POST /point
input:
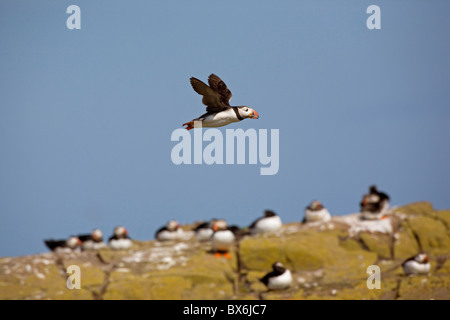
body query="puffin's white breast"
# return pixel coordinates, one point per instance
(319, 215)
(414, 267)
(119, 244)
(282, 281)
(92, 245)
(204, 234)
(222, 240)
(267, 224)
(220, 119)
(169, 235)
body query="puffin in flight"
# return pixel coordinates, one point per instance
(217, 97)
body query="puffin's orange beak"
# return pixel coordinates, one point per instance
(254, 115)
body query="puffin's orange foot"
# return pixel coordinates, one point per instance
(190, 125)
(222, 254)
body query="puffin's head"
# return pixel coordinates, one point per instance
(97, 235)
(172, 225)
(120, 232)
(316, 205)
(422, 258)
(73, 242)
(278, 266)
(219, 224)
(248, 112)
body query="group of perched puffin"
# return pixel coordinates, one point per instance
(92, 241)
(223, 237)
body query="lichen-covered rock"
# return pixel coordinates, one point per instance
(327, 261)
(378, 243)
(431, 233)
(405, 244)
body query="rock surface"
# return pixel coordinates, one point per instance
(327, 260)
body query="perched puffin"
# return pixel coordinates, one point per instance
(204, 230)
(120, 240)
(223, 238)
(217, 97)
(93, 241)
(280, 278)
(374, 204)
(70, 245)
(269, 223)
(419, 264)
(316, 212)
(171, 231)
(383, 197)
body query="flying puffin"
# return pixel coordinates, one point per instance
(120, 239)
(223, 238)
(217, 97)
(280, 278)
(419, 264)
(269, 223)
(374, 204)
(171, 231)
(316, 212)
(70, 245)
(93, 241)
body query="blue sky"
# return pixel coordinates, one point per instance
(86, 116)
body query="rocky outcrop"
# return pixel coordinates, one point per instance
(327, 260)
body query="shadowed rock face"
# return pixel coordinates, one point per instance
(327, 260)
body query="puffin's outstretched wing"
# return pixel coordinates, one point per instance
(221, 88)
(211, 98)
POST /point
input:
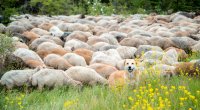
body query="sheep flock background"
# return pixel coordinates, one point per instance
(64, 62)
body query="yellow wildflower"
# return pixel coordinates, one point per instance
(149, 108)
(190, 109)
(130, 98)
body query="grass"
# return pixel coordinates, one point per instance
(161, 94)
(177, 93)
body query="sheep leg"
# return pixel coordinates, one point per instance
(40, 87)
(92, 83)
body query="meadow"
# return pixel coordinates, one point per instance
(177, 93)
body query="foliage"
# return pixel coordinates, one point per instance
(5, 44)
(178, 93)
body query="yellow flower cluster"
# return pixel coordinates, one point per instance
(17, 102)
(158, 98)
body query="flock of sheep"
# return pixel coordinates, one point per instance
(77, 50)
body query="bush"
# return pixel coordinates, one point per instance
(5, 48)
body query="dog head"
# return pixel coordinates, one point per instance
(130, 65)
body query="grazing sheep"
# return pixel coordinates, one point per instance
(110, 57)
(108, 47)
(85, 53)
(98, 45)
(164, 70)
(153, 55)
(39, 41)
(20, 45)
(170, 57)
(54, 30)
(31, 36)
(29, 57)
(95, 39)
(103, 69)
(181, 53)
(149, 62)
(55, 39)
(126, 52)
(85, 75)
(52, 78)
(15, 29)
(40, 32)
(56, 62)
(48, 48)
(82, 36)
(75, 44)
(184, 43)
(74, 59)
(17, 78)
(161, 42)
(133, 42)
(111, 38)
(144, 48)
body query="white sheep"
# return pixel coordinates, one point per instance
(85, 75)
(17, 78)
(29, 57)
(74, 59)
(52, 78)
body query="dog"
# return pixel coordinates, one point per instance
(130, 75)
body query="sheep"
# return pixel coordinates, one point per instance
(108, 57)
(184, 43)
(164, 70)
(31, 36)
(55, 39)
(111, 38)
(153, 55)
(52, 78)
(103, 69)
(82, 36)
(133, 42)
(56, 62)
(75, 44)
(29, 57)
(15, 29)
(39, 41)
(85, 53)
(20, 45)
(162, 42)
(47, 48)
(186, 68)
(17, 78)
(74, 59)
(98, 45)
(94, 40)
(107, 47)
(144, 48)
(54, 30)
(126, 52)
(85, 75)
(40, 32)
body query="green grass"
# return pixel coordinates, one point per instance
(177, 93)
(103, 98)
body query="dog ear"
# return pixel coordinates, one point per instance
(124, 61)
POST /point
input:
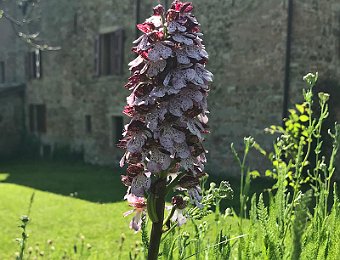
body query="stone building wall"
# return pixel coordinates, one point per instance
(246, 40)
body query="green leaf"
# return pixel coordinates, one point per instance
(304, 118)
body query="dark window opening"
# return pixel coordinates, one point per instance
(117, 127)
(109, 53)
(37, 118)
(2, 72)
(88, 124)
(34, 65)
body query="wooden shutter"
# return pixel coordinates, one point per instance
(97, 55)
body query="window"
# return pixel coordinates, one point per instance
(117, 128)
(34, 65)
(37, 118)
(75, 22)
(88, 124)
(109, 53)
(2, 72)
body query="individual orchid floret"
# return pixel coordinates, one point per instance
(139, 204)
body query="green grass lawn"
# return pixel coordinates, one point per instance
(71, 199)
(58, 216)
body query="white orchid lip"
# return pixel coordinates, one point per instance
(167, 105)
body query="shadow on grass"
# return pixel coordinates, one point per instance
(86, 182)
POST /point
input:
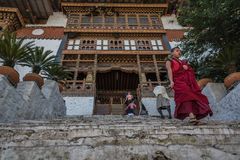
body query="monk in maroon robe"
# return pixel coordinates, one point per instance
(190, 102)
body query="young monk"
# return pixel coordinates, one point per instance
(190, 102)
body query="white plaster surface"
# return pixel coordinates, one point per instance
(170, 22)
(174, 44)
(79, 105)
(58, 19)
(150, 105)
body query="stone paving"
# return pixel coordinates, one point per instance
(119, 137)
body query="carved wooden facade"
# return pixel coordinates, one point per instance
(114, 48)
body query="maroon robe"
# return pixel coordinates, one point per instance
(187, 94)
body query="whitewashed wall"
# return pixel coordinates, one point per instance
(58, 19)
(79, 105)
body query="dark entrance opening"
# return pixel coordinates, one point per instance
(112, 88)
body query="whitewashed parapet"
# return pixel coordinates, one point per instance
(28, 102)
(225, 105)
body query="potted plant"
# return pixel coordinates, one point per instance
(38, 60)
(12, 51)
(203, 82)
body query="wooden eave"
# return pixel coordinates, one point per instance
(119, 52)
(94, 30)
(77, 4)
(13, 10)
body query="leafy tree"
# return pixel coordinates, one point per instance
(12, 50)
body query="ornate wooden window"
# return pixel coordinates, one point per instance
(121, 21)
(102, 45)
(70, 57)
(156, 22)
(143, 20)
(115, 45)
(157, 45)
(132, 20)
(88, 44)
(109, 21)
(86, 21)
(97, 21)
(73, 44)
(143, 45)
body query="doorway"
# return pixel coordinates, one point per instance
(112, 87)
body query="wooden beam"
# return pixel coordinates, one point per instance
(113, 30)
(73, 4)
(156, 69)
(110, 52)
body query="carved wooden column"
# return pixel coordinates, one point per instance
(95, 69)
(139, 69)
(156, 69)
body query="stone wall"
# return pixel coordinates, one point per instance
(118, 138)
(225, 106)
(79, 105)
(27, 101)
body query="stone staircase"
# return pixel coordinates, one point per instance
(118, 138)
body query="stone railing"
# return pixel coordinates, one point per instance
(27, 101)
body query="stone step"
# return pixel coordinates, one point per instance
(118, 137)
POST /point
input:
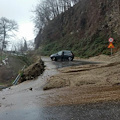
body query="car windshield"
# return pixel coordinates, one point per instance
(60, 53)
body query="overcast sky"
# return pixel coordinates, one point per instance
(20, 11)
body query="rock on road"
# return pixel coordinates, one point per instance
(20, 102)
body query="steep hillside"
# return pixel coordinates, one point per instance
(84, 29)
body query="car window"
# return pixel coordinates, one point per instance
(67, 53)
(60, 53)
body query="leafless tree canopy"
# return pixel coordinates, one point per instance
(7, 28)
(49, 9)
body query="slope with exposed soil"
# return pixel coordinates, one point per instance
(88, 83)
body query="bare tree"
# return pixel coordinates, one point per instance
(49, 9)
(7, 28)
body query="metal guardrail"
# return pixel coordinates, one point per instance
(18, 76)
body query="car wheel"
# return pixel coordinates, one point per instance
(70, 58)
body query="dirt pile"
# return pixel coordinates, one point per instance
(33, 71)
(106, 73)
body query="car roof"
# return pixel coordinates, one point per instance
(66, 50)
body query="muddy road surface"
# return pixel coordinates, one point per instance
(28, 101)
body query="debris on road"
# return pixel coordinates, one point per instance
(33, 71)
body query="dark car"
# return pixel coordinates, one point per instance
(62, 55)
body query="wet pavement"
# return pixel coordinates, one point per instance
(20, 103)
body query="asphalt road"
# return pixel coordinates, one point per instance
(19, 103)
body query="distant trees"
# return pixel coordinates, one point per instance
(7, 28)
(49, 9)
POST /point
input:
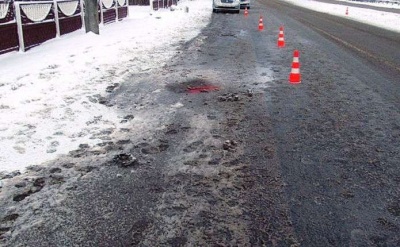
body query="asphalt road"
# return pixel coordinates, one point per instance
(260, 162)
(358, 5)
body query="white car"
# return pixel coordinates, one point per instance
(245, 4)
(226, 5)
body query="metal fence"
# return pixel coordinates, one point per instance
(161, 4)
(24, 24)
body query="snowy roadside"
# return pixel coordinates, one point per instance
(386, 20)
(53, 97)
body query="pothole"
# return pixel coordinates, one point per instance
(193, 86)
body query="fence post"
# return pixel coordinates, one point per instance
(101, 12)
(19, 26)
(55, 9)
(116, 10)
(82, 14)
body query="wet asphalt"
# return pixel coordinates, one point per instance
(259, 162)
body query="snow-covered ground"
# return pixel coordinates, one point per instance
(49, 95)
(390, 21)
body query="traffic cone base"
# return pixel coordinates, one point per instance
(260, 24)
(295, 76)
(281, 39)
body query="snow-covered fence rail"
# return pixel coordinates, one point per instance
(26, 24)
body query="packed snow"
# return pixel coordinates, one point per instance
(49, 95)
(392, 4)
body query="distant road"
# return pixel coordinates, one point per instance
(361, 6)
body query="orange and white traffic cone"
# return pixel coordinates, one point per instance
(281, 38)
(260, 24)
(295, 77)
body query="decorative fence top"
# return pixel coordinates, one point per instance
(3, 10)
(36, 12)
(68, 8)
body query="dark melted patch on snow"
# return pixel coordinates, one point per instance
(192, 86)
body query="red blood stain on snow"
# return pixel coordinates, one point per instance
(202, 89)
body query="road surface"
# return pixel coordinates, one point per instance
(259, 162)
********************
EXERCISE REQUIREMENTS> Matching lines for the string "wooden": count them across the listing and reply with the number alone.

THE ANSWER> 6